• Task A
Copy the records below word for word, starting at the line that contains "Camera-trap tagging: put a point on every instance of the tree" and ending at the last line of the records.
[start of Extract to read]
The Federal Reserve should not be helping the US become a closet currency manipulator
- The US central bank does not have a strong case for a rate cut and a looser policy. With a widely expected rate cut imminent, the Fed chief might be bowing to pressure from Donald Trump to weaken the dollar
But in congressional testimony in mid-July, Federal Reserve chair Jerome Powell was understood to have all but promised a cut in interest rates sooner than later, possibly followed by more. A dove was born.
On the face of it, there is little to justify a policy reversal. The United States central bank has a dual mandate: maximising employment and stabilising prices. It is doing well on both fronts.
What about stabilising prices?
At 1.6 per cent, inflation in June was the feeblest in four months. Even so, such a level hardly signals deflationary threats. Average monthly inflation so far this year stands at 1.7 per cent, close enough to the inflation target of 2 per cent.
The kind of stuff that Mario Draghi’s and Haruhiko Kuroda’s dreams are made of.
Even assuming the trade war escalates, the loss in US economic output would be a mere 0.13 per cent, according to estimates by the Peterson Institute for International Economics.
It is unreasonable to conclude that in such a scenario, meaningful deflationary pressures would set in. Instead, more US tariffs would lift inflation to the Fed’s numerical target.
The main downside risk to the US economy is the Trump administration’s slapdash way of introducing policies.
[end of Extract to read]
• Task B
Repeat the passage of the Federal Reserve article above word for word, starting at "Even assuming the" and ending at "for International Economics.".
[start of Raw data]
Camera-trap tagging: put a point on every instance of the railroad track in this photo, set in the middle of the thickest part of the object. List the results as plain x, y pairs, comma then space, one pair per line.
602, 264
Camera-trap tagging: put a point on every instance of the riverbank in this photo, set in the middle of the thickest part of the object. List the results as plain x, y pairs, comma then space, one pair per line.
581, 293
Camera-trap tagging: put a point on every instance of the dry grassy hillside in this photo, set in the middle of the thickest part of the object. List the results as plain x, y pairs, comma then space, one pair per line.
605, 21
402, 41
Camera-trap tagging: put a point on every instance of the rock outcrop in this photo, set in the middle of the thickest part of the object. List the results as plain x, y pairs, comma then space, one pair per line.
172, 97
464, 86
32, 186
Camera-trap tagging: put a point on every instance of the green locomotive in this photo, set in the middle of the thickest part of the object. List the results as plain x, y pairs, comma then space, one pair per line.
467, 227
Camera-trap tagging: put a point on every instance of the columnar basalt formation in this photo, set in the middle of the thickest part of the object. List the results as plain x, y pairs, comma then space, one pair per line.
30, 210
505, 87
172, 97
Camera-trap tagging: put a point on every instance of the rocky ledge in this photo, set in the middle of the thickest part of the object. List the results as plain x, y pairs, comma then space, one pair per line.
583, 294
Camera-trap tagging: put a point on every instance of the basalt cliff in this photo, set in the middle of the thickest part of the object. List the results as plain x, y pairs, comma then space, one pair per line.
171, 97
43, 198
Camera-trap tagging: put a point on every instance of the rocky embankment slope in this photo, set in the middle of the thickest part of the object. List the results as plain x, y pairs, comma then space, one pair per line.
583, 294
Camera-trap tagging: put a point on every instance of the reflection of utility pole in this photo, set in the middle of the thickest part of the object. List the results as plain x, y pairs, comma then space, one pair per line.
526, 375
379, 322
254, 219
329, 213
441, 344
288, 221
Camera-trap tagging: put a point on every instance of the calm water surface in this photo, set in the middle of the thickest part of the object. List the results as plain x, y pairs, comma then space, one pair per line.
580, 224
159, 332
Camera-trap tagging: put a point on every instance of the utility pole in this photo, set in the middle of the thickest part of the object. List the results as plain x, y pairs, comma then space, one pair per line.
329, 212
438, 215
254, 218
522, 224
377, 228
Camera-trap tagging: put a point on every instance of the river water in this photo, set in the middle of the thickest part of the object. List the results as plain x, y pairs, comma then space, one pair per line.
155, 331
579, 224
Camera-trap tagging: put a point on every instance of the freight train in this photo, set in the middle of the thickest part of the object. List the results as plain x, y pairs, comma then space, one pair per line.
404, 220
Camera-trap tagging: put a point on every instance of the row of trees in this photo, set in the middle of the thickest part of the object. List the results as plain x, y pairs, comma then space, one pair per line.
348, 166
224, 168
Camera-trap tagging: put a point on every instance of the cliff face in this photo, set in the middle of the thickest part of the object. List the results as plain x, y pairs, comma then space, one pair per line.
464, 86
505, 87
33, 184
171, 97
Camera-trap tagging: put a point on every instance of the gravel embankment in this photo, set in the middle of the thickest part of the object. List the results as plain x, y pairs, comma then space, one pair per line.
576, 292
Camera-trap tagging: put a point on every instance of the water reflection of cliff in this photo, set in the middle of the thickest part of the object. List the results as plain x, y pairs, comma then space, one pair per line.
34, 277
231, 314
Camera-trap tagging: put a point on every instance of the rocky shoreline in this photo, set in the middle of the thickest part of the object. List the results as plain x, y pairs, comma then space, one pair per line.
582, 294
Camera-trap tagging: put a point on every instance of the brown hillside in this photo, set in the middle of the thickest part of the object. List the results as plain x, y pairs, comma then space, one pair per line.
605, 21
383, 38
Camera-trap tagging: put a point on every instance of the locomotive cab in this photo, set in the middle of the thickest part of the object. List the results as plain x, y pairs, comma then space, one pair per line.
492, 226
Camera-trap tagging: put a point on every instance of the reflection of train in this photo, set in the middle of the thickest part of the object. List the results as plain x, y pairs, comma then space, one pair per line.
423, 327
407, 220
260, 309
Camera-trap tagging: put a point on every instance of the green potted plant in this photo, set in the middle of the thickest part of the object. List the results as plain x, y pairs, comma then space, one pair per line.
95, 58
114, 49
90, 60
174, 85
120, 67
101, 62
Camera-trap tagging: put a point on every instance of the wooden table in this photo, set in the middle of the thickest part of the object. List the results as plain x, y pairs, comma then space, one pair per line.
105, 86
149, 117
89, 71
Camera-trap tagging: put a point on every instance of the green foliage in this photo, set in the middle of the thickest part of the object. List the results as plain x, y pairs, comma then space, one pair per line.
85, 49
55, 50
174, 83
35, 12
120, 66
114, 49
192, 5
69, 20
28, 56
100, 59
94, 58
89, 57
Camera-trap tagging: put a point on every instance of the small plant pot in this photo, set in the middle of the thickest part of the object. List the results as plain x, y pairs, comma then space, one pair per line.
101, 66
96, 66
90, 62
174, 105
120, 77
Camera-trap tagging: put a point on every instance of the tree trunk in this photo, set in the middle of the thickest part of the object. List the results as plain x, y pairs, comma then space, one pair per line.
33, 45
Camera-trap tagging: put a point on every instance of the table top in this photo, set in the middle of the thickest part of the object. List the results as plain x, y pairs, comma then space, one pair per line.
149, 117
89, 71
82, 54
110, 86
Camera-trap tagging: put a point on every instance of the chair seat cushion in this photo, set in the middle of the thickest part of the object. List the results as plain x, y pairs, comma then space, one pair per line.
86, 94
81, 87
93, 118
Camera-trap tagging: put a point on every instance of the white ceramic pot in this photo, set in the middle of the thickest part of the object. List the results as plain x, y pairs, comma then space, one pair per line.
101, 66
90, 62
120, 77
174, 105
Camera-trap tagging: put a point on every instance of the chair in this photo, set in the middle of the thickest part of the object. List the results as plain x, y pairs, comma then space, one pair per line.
[end of Raw data]
• Exercise output A
Camera-trap tagging: put a point on every instance of the tree trunk in this photo, set in the middle of the thickest part of the object. List the results as plain x, y pairs, comma then space, one pair per line.
33, 45
Camera-trap tagging: put a point on every instance of the table top in this photo, set in the middle of the thickest part of the object. List the results as plain x, y pairs, comma then space, one pair per line.
149, 117
89, 71
82, 54
110, 86
Camera-trap tagging: put a point on every instance of the chair seat cushion in this photo, set in the middle of the thickest part of the object. List the results as plain x, y pairs, comma then space, one pair per line.
86, 94
81, 87
93, 118
Camera-trap tagging: put a point on every instance of the white ceramic pot in this photo, set in the middle of the thickest part of the object. List the results as plain x, y pairs, comma then space, one pair per line.
101, 66
90, 62
120, 77
174, 105
Camera-trap tagging: put a point on every instance of the chair in this photo, set in the middle of the thickest part of the object. List the results as plain x, y pairs, comma then space, one pair per line.

• Exercise output B
Even assuming the trade war escalates, the loss in US economic output would be a mere 0.13 per cent, according to estimates by the Peterson Institute for International Economics.